Testo estratto:

____

Come avete acquisito le informazioni e le tecniche necessarie ad iniziare?
“Abbiamo raccolto i risultati delle ricerche scientifiche condotte soprattutto da Dominguez, biologo dell’università spagnola di Vigo, e Edwards dell’Ohio State University. In italiano non abbiamo trovato nulla di particolarmente approfondito. I testi su cui ci aggiorniamo li acquistiamo in Gran Bretagna o negli Stati Uniti. Accanto a questa attività svolgiamo ricerche sul campo direttamente nei nostri allevamenti”.
Quali sono le maggiori difficoltà e criticità legate a questo tipo di allevamento?

____

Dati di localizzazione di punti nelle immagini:
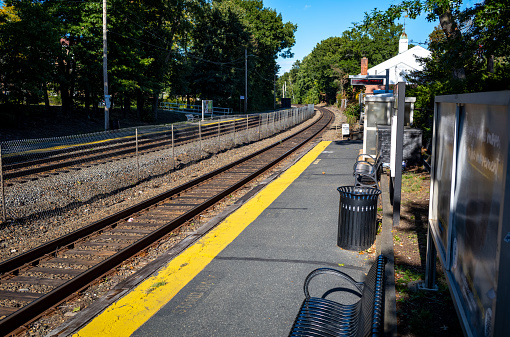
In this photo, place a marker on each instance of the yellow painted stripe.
(130, 312)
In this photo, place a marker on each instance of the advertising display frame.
(469, 212)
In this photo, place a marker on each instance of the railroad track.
(46, 276)
(21, 167)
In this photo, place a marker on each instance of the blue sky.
(318, 20)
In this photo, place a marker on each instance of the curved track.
(49, 274)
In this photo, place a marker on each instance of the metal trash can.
(357, 217)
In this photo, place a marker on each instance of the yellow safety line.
(130, 312)
(62, 147)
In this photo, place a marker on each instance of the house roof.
(401, 64)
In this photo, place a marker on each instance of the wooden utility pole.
(245, 80)
(105, 73)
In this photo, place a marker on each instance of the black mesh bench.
(324, 317)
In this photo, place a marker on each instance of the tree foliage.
(469, 49)
(188, 49)
(322, 74)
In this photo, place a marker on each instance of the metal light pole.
(245, 80)
(105, 74)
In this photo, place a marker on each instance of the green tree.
(324, 72)
(29, 43)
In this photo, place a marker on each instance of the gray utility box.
(469, 213)
(379, 109)
(411, 146)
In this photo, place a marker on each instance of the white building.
(402, 64)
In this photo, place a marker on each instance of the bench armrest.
(320, 271)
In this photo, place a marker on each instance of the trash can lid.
(359, 191)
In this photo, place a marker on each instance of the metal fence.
(46, 178)
(193, 109)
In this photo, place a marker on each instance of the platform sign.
(207, 108)
(345, 130)
(469, 201)
(367, 81)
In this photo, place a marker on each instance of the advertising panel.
(467, 215)
(482, 151)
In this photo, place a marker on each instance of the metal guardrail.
(193, 109)
(58, 192)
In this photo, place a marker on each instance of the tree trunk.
(87, 100)
(46, 98)
(155, 103)
(453, 34)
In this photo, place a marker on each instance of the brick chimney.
(364, 66)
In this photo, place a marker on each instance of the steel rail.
(36, 308)
(59, 159)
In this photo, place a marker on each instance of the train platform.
(245, 276)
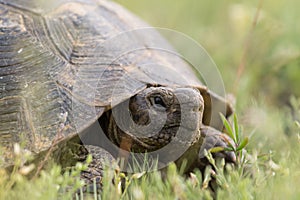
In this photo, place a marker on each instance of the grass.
(267, 104)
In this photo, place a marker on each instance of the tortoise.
(69, 65)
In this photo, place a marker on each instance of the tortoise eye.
(158, 101)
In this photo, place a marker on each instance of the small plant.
(235, 133)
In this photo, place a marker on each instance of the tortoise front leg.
(214, 138)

____

Consegna 1: Quali sono tutti i nomi propri di persone, istituzioni e luoghi che compaiono nell'intervista? Elencali con la forma usata nel testo.
Consegna 2: Riporta il brano dell'intervista che comincia con "Come avete acquisito" e prosegue fino a "tipo di allevamento?".
Consegna 3: Come si può riscrivere in forma di elenco puntato, più breve e con i fatti principali, il paragrafo dell'intervista che inizia con "Abbiamo raccolto i risultati"?
I record non hanno alcun ruolo in questo lavoro.

Risposta 1:
- Dominguez
- Vigo
- Edwards
- Ohio State University
- Gran Bretagna
- Stati Uniti

Risposta 2:
Come avete acquisito le informazioni e le tecniche necessarie ad iniziare?
“Abbiamo raccolto i risultati delle ricerche scientifiche condotte soprattutto da Dominguez, biologo dell’università spagnola di Vigo, e Edwards dell’Ohio State University. In italiano non abbiamo trovato nulla di particolarmente approfondito. I testi su cui ci aggiorniamo li acquistiamo in Gran Bretagna o negli Stati Uniti. Accanto a questa attività svolgiamo ricerche sul campo direttamente nei nostri allevamenti”.
Quali sono le maggiori difficoltà e criticità legate a questo tipo di allevamento?

Risposta 3:
- Fonti principali: le ricerche scientifiche di Dominguez, biologo dell'università spagnola di Vigo, e di Edwards, dell'Ohio State University.
- In italiano non si è trovato nulla di particolarmente approfondito.
- I testi di aggiornamento vengono acquistati in Gran Bretagna o negli Stati Uniti.
- Vengono svolte anche ricerche sul campo direttamente nei propri allevamenti.